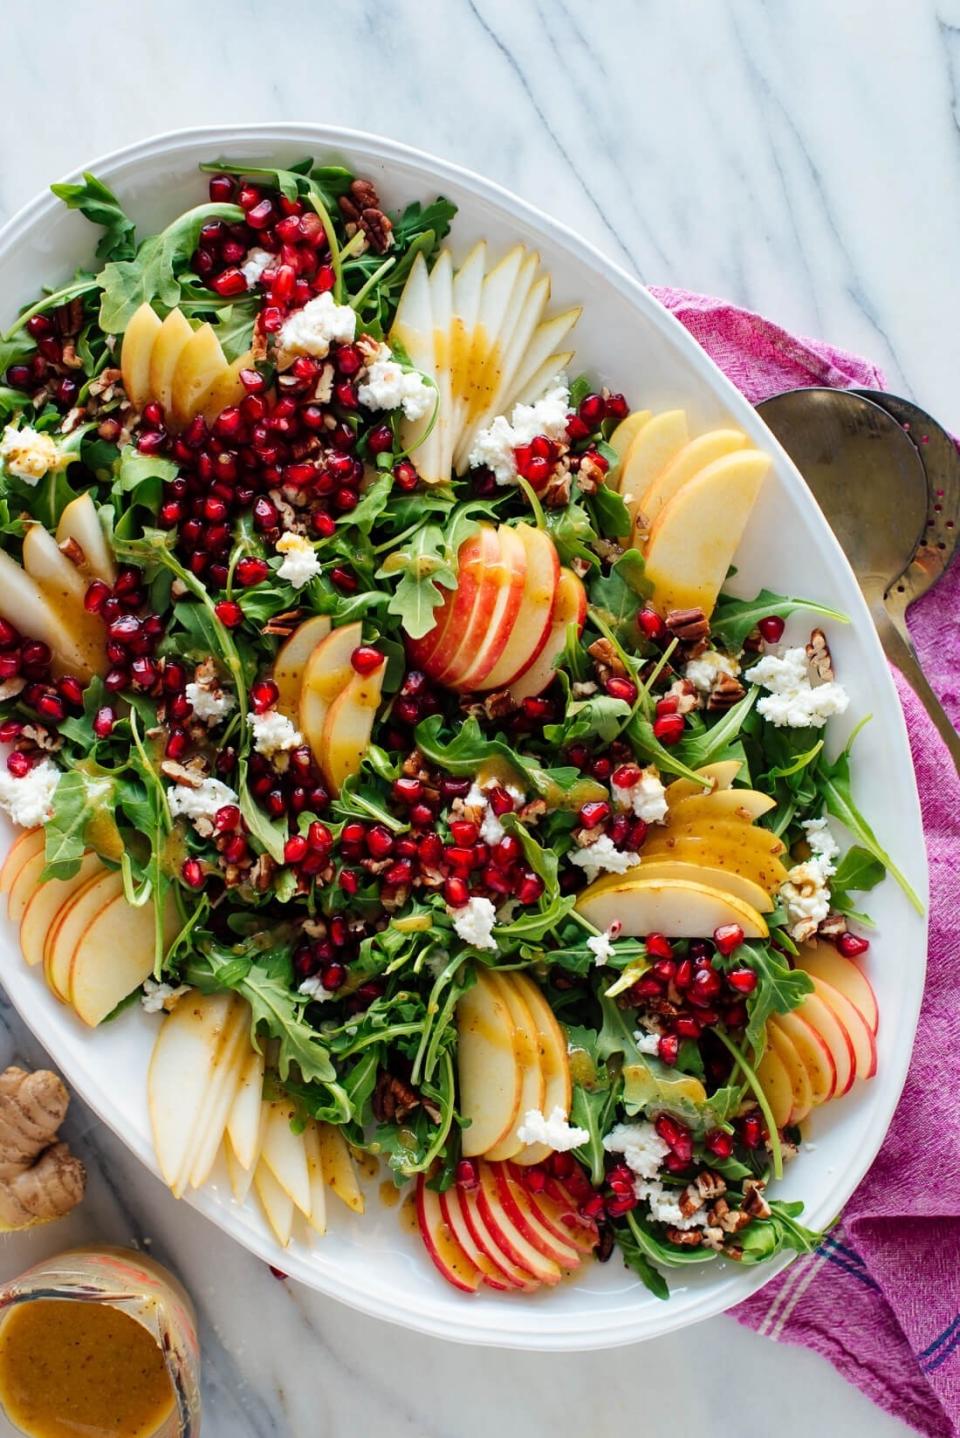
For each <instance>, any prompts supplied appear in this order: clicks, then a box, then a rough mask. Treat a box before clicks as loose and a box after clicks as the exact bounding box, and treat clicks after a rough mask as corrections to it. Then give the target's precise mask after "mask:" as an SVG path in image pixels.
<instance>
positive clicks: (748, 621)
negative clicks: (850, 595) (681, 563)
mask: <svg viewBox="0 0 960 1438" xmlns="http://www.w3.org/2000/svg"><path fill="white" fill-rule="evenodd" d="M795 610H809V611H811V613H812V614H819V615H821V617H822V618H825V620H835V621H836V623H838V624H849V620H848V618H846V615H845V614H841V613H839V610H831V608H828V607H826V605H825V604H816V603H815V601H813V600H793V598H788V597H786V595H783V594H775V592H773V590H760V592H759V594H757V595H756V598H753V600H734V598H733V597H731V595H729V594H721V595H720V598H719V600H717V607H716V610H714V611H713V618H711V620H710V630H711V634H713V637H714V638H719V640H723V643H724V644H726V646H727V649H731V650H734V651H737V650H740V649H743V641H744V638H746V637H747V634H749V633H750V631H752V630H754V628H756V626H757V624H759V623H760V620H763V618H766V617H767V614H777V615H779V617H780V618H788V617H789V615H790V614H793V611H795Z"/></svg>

==

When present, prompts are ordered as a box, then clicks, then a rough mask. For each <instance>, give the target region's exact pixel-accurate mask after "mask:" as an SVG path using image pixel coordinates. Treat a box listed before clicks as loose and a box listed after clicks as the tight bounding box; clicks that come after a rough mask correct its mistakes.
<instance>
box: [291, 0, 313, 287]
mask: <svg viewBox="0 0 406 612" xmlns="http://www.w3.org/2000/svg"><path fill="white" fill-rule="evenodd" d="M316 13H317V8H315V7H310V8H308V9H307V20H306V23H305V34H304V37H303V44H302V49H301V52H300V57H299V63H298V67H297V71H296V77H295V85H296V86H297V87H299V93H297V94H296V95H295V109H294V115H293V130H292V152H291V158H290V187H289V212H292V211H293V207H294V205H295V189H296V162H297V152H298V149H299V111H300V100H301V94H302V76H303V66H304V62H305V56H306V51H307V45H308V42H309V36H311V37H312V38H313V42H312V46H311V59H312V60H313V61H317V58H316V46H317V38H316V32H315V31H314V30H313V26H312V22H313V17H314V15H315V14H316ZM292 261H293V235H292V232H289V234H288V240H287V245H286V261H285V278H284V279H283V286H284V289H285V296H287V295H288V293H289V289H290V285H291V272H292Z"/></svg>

_THE PROBLEM_:
Please copy out every line in the listing that has the string "then".

_FINISHED TASK_:
For each <instance>, any prompts supplied appear in this order: clicks, then a box, then a rough mask. Treat a box before clicks as loose and a box after clicks as the exact bounding box, and treat clicks after a rough mask as corrections to it. Then give the target's precise mask after "mask:" as an SVG path in image pixels.
When present, prompts are ordered as a box, then clicks, then a rough mask. For each <instance>, give the target region's exact pixel-accurate mask after "mask:" as an SVG path using image pixel coordinates. Treat a box listed before clicks as loose and a box listed after clicks as the tight bounding box; clicks that come after a rough mask correct its mistakes.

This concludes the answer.